> WRITTEN TASK: Reproduce every line from the line with "Put a marker on every instance of the rear" to the line with "295), (544, 296)]", both included and with the requests kept. Multiply each answer coordinate by 2.5 and round to whole numbers, with halves rounded up, but leave the numbers in the requests and their sample formats as they are.

> DATA EXTRACT:
________________________________________

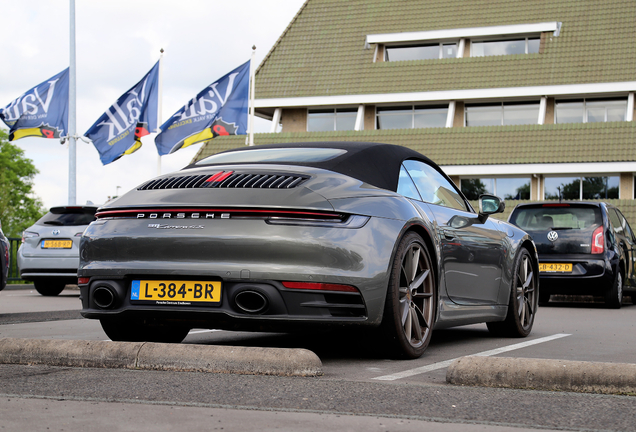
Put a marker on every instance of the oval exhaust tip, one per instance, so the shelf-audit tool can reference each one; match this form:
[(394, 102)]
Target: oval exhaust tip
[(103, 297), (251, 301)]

________________________________________

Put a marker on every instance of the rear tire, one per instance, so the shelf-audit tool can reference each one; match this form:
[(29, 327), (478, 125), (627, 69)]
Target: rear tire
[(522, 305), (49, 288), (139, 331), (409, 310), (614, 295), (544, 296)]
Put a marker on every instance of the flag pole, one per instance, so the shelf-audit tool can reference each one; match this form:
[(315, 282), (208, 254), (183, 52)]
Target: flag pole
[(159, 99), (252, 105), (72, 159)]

________________________________________

> RESPONSE:
Put a marker on every instance of the rear tire, one per instance, so the shelf-audit tool can reference each one; match this form:
[(29, 327), (478, 125), (627, 69)]
Target: rear tire
[(1305, 763), (123, 720), (348, 828), (1023, 775), (1535, 738), (1360, 740)]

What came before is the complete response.